WORK INSTRUCTIONS ::
Set the data down again so that every line matches exactly.

━━━━━ RECORDS

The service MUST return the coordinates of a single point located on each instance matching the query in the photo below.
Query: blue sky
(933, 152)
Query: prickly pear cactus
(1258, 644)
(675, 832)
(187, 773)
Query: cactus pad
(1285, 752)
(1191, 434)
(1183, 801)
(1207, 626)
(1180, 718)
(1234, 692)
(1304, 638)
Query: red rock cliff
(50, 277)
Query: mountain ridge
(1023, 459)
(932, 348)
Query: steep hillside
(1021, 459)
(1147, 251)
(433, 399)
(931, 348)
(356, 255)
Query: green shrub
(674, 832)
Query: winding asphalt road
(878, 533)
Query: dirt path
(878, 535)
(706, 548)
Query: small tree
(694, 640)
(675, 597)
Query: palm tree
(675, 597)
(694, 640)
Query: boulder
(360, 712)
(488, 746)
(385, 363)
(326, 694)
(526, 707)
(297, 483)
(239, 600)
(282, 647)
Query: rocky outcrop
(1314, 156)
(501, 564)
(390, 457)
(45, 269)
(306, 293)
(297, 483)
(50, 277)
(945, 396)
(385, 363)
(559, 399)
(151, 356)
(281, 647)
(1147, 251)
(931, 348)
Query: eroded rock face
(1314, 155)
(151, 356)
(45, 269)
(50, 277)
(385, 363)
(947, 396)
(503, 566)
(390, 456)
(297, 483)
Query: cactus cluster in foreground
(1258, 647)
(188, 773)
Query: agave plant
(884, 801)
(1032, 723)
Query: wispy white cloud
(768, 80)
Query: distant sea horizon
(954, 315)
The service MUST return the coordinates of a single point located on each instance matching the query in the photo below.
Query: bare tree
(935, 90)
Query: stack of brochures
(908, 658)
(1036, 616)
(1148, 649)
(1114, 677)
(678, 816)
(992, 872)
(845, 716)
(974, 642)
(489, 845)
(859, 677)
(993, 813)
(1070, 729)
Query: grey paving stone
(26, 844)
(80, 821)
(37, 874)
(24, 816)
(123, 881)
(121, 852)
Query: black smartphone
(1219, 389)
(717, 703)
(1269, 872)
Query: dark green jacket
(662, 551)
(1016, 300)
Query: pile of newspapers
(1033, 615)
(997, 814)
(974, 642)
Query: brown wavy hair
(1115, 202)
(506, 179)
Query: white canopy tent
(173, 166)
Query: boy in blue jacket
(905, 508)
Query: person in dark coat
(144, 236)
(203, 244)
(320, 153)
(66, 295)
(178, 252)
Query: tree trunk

━━━━━━━━━━

THE ANSWER ::
The service MUST return the coordinates of a single point located on each instance matching the query in the photo below.
Query: blue sky
(933, 152)
Query: prickly pear cactus
(1258, 644)
(675, 832)
(187, 773)
Query: cactus pad
(1285, 752)
(1191, 434)
(1183, 801)
(1207, 626)
(1180, 718)
(1234, 692)
(1304, 638)
Query: red rock cliff
(50, 277)
Query: mountain ridge
(1023, 459)
(932, 348)
Query: steep hillside
(1021, 459)
(1147, 251)
(433, 399)
(931, 348)
(356, 255)
Query: green shrub
(674, 832)
Query: winding asphalt road
(878, 533)
Query: dirt path
(878, 535)
(706, 548)
Query: small tree
(694, 640)
(675, 597)
Query: palm tree
(675, 597)
(694, 640)
Query: boulder
(360, 712)
(488, 746)
(385, 363)
(326, 694)
(526, 707)
(297, 483)
(239, 600)
(282, 647)
Query: rocky outcrop
(1314, 156)
(501, 564)
(390, 457)
(45, 269)
(306, 293)
(297, 483)
(50, 277)
(945, 396)
(385, 363)
(559, 399)
(151, 356)
(281, 647)
(1147, 251)
(931, 348)
Query: eroded rock face
(1314, 155)
(151, 356)
(45, 269)
(50, 277)
(385, 363)
(947, 396)
(503, 566)
(390, 456)
(297, 483)
Query: cactus cluster in foreground
(1258, 647)
(188, 773)
Query: agave plant
(884, 801)
(1032, 723)
Query: wispy white cloud
(768, 80)
Query: distant sea horizon
(954, 315)
The service MUST return the coordinates of a single point located on each instance matching the query in the photo below.
Query: bare tree
(935, 90)
Query: stack of brochures
(908, 658)
(1036, 616)
(1148, 649)
(1114, 677)
(678, 816)
(992, 872)
(845, 716)
(974, 642)
(489, 845)
(859, 677)
(993, 813)
(1070, 729)
Query: grey paving stone
(26, 844)
(80, 821)
(37, 874)
(24, 816)
(123, 881)
(121, 852)
Query: black smartphone
(1219, 389)
(717, 703)
(1269, 872)
Query: dark green jacket
(662, 551)
(1016, 300)
Query: pile of newspapers
(1033, 615)
(997, 814)
(974, 642)
Query: brown wavy hair
(1115, 202)
(506, 179)
Query: white canopy tent
(173, 166)
Query: boy in blue jacket
(905, 508)
Query: person in dark coat
(144, 236)
(203, 244)
(320, 153)
(66, 295)
(178, 252)
Query: tree trunk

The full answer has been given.